• Task details
Please transcribe the stretch of records from the line containing "like [103, 217]." through the line containing "Phrase: bird shadow", reproducing those lines exactly and nothing else.

• Material for the task

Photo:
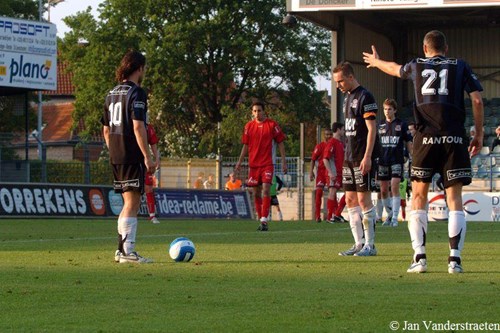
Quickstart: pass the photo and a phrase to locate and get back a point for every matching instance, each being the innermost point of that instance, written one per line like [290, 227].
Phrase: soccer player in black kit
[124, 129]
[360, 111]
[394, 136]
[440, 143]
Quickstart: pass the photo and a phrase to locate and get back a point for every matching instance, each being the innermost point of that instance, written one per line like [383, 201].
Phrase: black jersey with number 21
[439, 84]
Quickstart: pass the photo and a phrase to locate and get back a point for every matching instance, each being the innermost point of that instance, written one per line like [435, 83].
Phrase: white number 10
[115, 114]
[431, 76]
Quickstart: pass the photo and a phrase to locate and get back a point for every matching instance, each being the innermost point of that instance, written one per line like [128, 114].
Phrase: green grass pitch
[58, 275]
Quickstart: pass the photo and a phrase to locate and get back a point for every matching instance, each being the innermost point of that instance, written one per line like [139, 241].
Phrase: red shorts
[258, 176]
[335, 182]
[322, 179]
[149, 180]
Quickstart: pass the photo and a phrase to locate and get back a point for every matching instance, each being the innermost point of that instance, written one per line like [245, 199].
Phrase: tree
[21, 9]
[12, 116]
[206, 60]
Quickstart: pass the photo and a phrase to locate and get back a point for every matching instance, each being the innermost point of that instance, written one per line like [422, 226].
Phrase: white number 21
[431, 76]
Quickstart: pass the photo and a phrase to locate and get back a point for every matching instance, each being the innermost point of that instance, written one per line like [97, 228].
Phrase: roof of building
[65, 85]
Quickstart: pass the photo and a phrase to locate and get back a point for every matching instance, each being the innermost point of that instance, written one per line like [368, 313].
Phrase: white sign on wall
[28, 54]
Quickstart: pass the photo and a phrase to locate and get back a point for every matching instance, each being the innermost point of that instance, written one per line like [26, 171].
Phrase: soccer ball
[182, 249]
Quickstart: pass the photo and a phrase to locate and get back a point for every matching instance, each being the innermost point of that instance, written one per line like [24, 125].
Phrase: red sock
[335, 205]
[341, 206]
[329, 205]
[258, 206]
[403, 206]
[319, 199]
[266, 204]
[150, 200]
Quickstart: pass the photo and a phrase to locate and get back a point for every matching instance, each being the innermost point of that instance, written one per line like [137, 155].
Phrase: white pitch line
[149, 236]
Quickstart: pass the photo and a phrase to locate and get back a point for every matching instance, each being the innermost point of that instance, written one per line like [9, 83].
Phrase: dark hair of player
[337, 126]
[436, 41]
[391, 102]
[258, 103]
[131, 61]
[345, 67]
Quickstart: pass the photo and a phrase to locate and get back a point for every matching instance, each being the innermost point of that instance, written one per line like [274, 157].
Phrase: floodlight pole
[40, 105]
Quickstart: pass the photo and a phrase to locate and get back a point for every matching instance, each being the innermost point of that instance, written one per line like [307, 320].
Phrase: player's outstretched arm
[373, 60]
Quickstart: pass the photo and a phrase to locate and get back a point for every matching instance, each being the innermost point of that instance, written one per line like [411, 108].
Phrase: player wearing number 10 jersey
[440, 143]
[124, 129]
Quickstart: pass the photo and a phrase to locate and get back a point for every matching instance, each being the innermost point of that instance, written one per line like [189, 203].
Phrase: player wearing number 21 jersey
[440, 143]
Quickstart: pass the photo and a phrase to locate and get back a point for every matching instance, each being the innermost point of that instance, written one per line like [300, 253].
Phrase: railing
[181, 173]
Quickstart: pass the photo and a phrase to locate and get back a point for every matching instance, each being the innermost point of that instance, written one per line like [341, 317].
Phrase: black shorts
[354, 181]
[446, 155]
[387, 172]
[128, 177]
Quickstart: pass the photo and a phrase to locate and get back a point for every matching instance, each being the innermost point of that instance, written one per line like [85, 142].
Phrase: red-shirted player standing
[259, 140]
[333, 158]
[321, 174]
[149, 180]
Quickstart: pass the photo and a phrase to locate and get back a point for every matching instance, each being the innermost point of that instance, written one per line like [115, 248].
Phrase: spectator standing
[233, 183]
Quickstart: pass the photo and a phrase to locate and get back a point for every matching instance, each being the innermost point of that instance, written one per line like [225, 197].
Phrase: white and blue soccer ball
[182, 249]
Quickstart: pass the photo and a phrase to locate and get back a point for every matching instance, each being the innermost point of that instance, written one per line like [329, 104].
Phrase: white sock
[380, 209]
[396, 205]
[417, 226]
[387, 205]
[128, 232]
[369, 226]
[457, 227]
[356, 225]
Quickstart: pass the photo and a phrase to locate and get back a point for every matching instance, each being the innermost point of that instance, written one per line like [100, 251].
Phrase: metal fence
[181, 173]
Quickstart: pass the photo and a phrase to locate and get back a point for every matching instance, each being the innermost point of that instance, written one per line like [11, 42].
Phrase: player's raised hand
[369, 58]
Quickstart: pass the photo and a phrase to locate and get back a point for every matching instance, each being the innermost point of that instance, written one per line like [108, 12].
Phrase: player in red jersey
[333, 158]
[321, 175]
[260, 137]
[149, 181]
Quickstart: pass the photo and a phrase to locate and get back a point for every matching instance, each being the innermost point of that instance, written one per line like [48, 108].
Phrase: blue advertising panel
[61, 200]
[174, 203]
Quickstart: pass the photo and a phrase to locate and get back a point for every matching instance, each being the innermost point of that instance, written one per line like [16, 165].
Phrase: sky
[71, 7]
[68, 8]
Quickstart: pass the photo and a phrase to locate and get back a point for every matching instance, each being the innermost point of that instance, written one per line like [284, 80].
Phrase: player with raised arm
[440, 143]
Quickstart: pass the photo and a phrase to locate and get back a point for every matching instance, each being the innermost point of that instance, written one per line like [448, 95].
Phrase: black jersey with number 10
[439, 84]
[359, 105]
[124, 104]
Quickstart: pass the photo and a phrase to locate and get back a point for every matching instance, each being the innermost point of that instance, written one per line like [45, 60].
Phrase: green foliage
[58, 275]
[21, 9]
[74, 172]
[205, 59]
==
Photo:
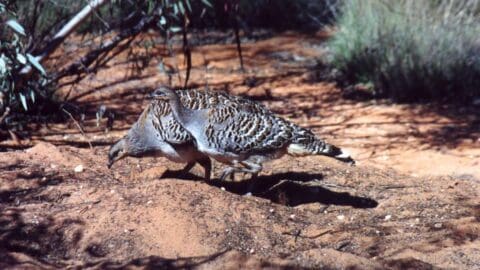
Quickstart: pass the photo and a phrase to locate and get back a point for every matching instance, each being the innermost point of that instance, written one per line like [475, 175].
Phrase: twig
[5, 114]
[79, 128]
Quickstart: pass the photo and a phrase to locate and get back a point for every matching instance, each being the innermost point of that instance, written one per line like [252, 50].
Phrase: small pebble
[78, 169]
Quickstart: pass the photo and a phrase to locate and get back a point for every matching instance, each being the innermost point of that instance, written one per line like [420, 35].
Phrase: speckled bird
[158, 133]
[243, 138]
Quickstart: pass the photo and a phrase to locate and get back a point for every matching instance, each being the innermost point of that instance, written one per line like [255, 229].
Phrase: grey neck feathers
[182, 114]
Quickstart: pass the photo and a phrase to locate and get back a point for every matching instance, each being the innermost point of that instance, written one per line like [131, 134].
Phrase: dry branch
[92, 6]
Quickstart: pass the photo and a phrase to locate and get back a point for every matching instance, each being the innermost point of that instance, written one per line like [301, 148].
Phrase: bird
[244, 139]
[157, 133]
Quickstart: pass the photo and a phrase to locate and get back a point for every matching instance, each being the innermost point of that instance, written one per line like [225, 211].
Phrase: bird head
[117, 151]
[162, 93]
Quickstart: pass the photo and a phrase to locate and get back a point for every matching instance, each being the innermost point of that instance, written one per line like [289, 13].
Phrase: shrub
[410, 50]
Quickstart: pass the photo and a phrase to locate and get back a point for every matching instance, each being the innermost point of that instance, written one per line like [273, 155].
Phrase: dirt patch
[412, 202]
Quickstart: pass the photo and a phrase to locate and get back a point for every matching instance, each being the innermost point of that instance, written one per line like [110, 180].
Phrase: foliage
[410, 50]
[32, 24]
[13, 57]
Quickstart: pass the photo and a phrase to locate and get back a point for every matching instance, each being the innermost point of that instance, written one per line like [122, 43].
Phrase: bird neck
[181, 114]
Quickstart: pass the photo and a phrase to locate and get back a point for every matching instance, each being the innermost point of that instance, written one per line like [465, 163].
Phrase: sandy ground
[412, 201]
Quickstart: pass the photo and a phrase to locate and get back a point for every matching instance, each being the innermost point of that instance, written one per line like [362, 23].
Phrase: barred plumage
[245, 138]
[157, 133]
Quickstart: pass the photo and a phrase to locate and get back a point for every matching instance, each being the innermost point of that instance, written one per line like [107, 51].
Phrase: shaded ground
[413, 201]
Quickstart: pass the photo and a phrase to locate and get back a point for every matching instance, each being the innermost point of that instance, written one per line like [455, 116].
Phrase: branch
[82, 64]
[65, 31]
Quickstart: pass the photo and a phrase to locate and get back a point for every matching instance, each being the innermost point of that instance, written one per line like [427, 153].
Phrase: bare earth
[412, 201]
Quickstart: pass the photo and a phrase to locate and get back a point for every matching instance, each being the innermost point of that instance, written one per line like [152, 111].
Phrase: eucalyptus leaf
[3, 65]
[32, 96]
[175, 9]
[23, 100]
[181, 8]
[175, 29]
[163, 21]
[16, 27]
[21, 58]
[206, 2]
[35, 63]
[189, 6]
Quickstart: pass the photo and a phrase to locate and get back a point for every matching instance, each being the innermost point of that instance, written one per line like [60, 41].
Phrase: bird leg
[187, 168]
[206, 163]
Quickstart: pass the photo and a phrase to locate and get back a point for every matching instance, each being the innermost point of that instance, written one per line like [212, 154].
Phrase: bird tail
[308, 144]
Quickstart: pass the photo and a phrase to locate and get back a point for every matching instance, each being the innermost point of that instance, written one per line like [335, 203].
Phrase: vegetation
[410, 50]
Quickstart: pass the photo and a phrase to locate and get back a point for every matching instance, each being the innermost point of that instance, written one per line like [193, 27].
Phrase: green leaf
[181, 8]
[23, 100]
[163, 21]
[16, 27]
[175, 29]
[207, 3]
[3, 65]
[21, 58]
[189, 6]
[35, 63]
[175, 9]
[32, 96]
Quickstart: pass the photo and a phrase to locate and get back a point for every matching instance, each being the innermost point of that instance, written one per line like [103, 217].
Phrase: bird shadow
==
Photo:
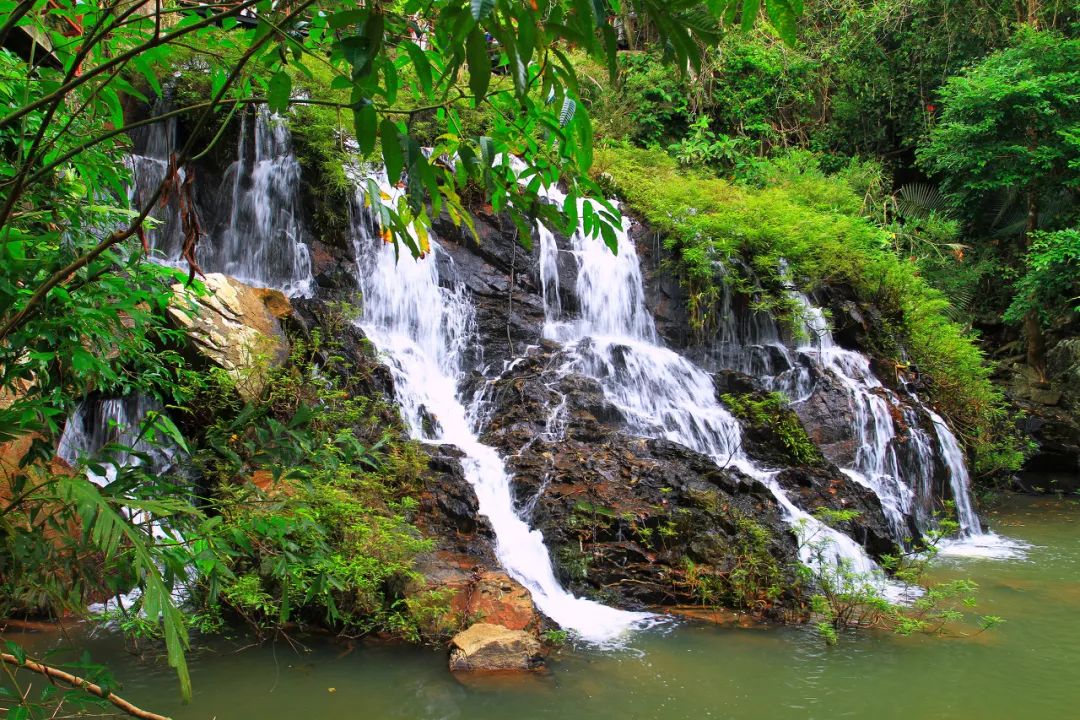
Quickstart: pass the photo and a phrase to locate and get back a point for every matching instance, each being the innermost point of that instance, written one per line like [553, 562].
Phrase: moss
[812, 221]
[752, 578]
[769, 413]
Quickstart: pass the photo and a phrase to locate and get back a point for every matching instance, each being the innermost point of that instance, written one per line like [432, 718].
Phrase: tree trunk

• Answer
Quickstart: pass the photo and a phrase to locate and get back a point for every matching instance, each being the innermost point of that instance, written one per line like [103, 217].
Phrase: bird shadow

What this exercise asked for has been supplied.